── SELECTED PASSAGE

# [Birthdays]  Y'all are too young



## Dinkeldog (Feb 4, 2003)

You're making me feel old.  17?  What's up with that?

Happy birthday, to those celebrating.

Happy unbirthday to sotmh, myself and any others celebrating.


----------



## Kaiyosama (Feb 4, 2003)

Is there a problem with being 17?  Man, people around here are so old...  

But then, it ain't my birthday.


----------



## Mark (Feb 4, 2003)

Happy B-Day Greg (and everyone)!


----------



## Darkness (Feb 4, 2003)

Happy birthday, Greg!

And you can't be _that_ old.


----------



## Piratecat (Feb 4, 2003)

Happy birthday!


----------



## Airwolf (Feb 4, 2003)




----------



## Wulf Ratbane (Feb 4, 2003)

And let me tell you folks, the dinkeldog is ooooolllllddd!

But young at heart, eh?

Happy b-day Greg and all the rest!


Wulf


----------



## randomling (Feb 4, 2003)

Hope you have/had a great birthday Dinkeldog!

I'm 22, going on 23, by the way.


----------



## Crothian (Feb 4, 2003)

Happy Birthday and yes, there are people around here that are too young.  It's funny to have people around who you have gamed longer then they have, well been around


----------



## Sir Osis of Liver (Feb 4, 2003)

────
── DATASET EXTRACT

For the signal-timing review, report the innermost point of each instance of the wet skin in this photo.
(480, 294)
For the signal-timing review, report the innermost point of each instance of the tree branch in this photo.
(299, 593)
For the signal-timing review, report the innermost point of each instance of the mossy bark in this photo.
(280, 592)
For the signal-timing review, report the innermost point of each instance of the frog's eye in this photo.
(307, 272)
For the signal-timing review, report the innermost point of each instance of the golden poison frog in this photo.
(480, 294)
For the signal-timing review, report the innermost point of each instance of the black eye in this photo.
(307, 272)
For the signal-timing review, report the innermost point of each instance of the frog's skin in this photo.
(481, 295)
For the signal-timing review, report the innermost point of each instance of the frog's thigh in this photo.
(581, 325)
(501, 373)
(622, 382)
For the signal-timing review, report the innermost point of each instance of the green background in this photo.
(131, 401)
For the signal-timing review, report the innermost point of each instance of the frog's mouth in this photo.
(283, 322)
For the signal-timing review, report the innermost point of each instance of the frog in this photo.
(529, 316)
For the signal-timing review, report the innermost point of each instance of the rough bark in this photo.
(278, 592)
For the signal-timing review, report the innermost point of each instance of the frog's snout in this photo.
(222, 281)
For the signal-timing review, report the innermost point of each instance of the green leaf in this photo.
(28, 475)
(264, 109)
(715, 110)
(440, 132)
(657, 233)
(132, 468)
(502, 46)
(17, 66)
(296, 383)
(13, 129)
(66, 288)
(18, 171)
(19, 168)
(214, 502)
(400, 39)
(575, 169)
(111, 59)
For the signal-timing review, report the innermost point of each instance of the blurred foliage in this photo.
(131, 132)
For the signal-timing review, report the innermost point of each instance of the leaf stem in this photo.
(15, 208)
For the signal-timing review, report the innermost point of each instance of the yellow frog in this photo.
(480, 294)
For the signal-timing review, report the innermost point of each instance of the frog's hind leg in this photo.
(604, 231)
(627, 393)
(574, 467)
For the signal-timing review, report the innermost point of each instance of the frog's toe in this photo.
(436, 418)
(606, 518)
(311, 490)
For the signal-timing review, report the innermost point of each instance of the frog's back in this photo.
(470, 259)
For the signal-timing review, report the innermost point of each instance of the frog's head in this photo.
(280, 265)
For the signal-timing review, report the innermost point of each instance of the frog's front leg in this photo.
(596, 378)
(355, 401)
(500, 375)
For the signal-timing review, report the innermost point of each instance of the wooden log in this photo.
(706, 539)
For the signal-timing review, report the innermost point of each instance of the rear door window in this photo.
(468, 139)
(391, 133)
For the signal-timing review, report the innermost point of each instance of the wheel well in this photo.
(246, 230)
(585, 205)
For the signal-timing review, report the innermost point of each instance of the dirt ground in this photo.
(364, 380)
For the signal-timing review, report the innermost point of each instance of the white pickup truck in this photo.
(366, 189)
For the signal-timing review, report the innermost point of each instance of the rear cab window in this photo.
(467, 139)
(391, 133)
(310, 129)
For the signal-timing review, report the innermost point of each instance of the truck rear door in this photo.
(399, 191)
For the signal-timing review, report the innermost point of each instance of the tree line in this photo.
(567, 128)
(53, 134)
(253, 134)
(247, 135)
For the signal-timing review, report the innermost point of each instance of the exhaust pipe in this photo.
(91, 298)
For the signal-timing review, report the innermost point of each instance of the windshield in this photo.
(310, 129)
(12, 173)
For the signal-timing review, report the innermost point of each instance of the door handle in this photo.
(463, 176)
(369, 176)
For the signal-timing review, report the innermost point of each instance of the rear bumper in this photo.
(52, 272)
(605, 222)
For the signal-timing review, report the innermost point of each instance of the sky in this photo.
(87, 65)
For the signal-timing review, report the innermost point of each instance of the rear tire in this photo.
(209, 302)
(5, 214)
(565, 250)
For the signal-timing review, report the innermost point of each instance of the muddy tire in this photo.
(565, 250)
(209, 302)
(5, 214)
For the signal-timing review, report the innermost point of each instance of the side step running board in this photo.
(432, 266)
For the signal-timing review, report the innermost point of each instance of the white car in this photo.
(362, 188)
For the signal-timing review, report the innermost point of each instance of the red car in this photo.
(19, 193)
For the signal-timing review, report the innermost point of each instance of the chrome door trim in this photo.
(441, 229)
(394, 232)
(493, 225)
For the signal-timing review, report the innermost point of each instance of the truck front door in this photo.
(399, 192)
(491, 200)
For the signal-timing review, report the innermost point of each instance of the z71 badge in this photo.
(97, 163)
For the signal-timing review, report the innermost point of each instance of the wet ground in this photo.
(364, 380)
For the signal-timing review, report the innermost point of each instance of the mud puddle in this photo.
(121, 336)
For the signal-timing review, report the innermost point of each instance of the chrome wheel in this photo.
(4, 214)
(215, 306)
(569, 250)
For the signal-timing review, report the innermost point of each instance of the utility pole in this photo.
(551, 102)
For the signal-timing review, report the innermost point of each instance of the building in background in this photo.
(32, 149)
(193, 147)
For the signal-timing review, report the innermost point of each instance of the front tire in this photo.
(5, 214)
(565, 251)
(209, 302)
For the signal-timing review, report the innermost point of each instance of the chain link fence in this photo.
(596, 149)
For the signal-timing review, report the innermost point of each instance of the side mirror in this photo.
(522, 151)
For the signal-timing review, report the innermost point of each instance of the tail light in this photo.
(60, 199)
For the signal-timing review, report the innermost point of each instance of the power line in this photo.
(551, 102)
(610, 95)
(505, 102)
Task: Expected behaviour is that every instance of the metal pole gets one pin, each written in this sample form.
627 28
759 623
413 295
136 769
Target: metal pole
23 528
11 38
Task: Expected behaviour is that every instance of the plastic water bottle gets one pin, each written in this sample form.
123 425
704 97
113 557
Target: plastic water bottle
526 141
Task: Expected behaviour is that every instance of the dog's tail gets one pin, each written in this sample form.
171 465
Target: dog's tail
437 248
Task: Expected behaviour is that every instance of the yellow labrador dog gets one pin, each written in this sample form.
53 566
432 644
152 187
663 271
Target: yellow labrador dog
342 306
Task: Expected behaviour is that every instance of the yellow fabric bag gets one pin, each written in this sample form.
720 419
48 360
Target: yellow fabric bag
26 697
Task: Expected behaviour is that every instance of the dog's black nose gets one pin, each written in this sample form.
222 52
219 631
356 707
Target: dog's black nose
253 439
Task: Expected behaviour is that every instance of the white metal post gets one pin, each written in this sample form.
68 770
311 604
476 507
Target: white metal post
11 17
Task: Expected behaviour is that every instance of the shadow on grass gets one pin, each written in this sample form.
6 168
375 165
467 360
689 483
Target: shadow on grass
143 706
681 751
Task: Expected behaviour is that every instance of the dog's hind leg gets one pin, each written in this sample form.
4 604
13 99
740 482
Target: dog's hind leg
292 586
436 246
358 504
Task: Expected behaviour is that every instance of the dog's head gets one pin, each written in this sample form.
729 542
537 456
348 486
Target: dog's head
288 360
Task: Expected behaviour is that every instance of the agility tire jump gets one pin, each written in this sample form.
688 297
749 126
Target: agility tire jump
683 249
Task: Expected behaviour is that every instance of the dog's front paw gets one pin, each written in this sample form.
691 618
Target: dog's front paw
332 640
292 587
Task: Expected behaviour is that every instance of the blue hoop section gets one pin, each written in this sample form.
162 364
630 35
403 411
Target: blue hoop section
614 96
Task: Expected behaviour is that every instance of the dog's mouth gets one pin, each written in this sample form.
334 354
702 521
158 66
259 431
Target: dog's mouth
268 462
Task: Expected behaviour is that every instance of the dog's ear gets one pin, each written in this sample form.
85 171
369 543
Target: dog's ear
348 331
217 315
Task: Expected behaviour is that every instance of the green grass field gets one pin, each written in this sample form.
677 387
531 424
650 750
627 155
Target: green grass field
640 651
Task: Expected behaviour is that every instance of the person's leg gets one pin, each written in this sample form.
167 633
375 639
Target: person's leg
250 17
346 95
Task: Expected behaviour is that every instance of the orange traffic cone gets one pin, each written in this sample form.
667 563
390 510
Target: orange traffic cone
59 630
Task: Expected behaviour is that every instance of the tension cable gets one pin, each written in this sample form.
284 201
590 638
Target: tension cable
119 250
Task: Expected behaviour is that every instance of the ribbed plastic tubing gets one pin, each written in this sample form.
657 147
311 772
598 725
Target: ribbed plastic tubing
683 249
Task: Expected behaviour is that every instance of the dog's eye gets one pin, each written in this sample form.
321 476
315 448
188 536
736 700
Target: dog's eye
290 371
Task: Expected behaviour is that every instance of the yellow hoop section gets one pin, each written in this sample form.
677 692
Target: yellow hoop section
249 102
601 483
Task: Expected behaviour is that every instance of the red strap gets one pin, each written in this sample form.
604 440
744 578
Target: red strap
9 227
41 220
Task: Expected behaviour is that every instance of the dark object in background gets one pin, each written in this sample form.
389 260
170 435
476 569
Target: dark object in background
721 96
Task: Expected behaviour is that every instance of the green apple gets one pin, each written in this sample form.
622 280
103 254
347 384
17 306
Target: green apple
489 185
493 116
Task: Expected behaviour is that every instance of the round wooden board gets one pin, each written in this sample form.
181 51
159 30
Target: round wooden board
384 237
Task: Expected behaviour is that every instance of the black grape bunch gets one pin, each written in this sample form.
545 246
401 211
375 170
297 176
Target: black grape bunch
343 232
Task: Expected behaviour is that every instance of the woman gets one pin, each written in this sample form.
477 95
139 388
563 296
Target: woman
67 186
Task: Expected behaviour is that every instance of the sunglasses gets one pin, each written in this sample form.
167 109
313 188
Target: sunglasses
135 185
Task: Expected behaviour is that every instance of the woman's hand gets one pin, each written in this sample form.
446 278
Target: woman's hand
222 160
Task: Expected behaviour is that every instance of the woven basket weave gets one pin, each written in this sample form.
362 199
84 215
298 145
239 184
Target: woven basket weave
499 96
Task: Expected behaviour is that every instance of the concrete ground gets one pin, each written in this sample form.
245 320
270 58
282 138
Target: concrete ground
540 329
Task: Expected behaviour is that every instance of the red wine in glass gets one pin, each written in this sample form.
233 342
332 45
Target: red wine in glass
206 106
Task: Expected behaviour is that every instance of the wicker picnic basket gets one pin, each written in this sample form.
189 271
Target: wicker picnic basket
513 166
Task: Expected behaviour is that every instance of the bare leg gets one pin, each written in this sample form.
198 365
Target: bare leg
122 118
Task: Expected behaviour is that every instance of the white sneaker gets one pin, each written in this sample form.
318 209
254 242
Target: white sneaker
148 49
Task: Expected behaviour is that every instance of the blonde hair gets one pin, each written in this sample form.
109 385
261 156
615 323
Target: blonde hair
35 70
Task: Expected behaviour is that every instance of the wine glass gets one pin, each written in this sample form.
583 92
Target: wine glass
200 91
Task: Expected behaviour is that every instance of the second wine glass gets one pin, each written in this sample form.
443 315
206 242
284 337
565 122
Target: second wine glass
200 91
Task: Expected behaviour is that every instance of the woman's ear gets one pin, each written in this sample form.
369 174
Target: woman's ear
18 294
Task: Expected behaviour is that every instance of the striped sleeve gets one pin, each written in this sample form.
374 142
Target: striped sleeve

────

## [TO DO]
1/ Answer these questions about the birthday thread:
(a) What age does Dinkeldog ask "What's up with that?" about?
(b) How old does randomling say they are?
(c) Besides everyone, whom does Mark name in his birthday wish?
2/ Extract the birthday thread from "You're making me" up to and including "are so old...", word for word.
3/ Continue the birthday thread from where it stops.

## [RESPONSES FOR EACH TASK]
1/
(a) 17
(b) 22, going on 23
(c) Greg

2/
You're making me feel old.  17?  What's up with that?

Happy birthday, to those celebrating.

Happy unbirthday to sotmh, myself and any others celebrating.


----------



## Kaiyosama (Feb 4, 2003)

Is there a problem with being 17?  Man, people around here are so old...

3/
Happy birthday!  Remeber age brings wisdom...and other, stuff.


----------



## Crothian (Feb 4, 2003)

Sir Osis of Liver said:
			
		

> *Happy birthday!  Remember age brings wisdom...and other, stuff. *




Ya, but you have to be 35 to get that +1 to wisdom, Intelligence, and Charisma.


----------



## Darkness (Feb 4, 2003)

randomling said:
			
		

> *I'm 22, going on 23, by the way.  *



Same here, except that I'm two years older.


----------



## Dragongirl (Feb 5, 2003)

randomling said:
			
		

> *I'm 22, going on 23, by the way.  *



I am 22 also, but yet to decide if I will be getting 23 or moving to a different age.


----------



## KitanaVorr (Feb 5, 2003)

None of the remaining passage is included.